[DOCUMENT]:
_____
How to Stake Solana (SOL) Safely in 2025: The Complete Guide
Staking Solana (SOL) in 2025 is easier than ever - but choosing the right method is critical to protecting your tokens and maximizing rewards.
Table of Contents
What Is Solana (SOL)?
Solana is a high-performance, Proof-of-Stake blockchain designed for speed, scalability, and low fees. Its architecture allows thousands of transactions per second to be processed with near-instant finality and minimal cost.
Solana is widely used for decentralized finance (DeFi), NFTs, real-world tokenization, and high-throughput decentralized applications. At the heart of the network is SOL, the native token. SOL is used for transaction fees and staking—and plays a central role in securing the network and participating in consensus.
What Is Staking? (And Why It Matters for Solana)
Staking is a foundational mechanism for securing Proof-of-Stake (PoS) blockchains like Solana. Unlike traditional Proof-of-Work systems, PoS chains rely on validators instead of miners. These validators are chosen to produce blocks based on how much SOL is staked—or delegated—to them.
When you stake SOL, you don't transfer ownership. Instead, you lock your tokens in your wallet and delegate their weight to a validator. This acts as a kind of deposit that signals trust in the validator. In exchange, you receive a share of the validator’s rewards.
The staked SOL helps secure the network: by backing trustworthy validators, you directly contribute to the health, decentralization, and resilience of the blockchain.
To discourage bad behavior, Solana enforces slashing—a penalty for validators who act maliciously or go offline. When you stake your SOL, you support the network’s integrity, validate transactions, and earn regular staking rewards.
Why Stake Solana?
Staking SOL provides more than just yield. It’s a way to become an active participant in the Solana ecosystem. Here’s what staking offers:
1. Passive Income
Earn rewards for helping secure the network. The more SOL you stake, the more rewards you generate—typically between 6% and 9% APY.
_____
[EXERCISE INSTRUCTIONS]:
**1.** For each statement, say yes or no on whether the staking guide supports it, and quote the words from the guide that decide it: (a) Staking SOL transfers ownership of the tokens to the validator. (b) Solana relies on validators rather than miners. (c) Staking rewards typically fall between 6% and 9% APY.
**2.** Transcribe every line of the listing that comes after this, keeping each one unchanged.
The staking guide and the listing are separate, unrelated material.

[RECORD SET]:
_____
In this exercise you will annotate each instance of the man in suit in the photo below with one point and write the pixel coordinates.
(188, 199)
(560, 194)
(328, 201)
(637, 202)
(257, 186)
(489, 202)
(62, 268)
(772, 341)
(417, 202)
_____
[ANSWERS PER TASK]:
**1.**
(a) No: "When you stake SOL, you don't transfer ownership."
(b) Yes: "PoS chains rely on validators instead of miners."
(c) Yes: "typically between 6% and 9% APY"

**2.**
In this exercise you will annotate each instance of the man in suit in the photo below with one point and write the pixel coordinates.
(188, 199)
(560, 194)
(328, 201)
(637, 202)
(257, 186)
(489, 202)
(62, 268)
(772, 341)
(417, 202)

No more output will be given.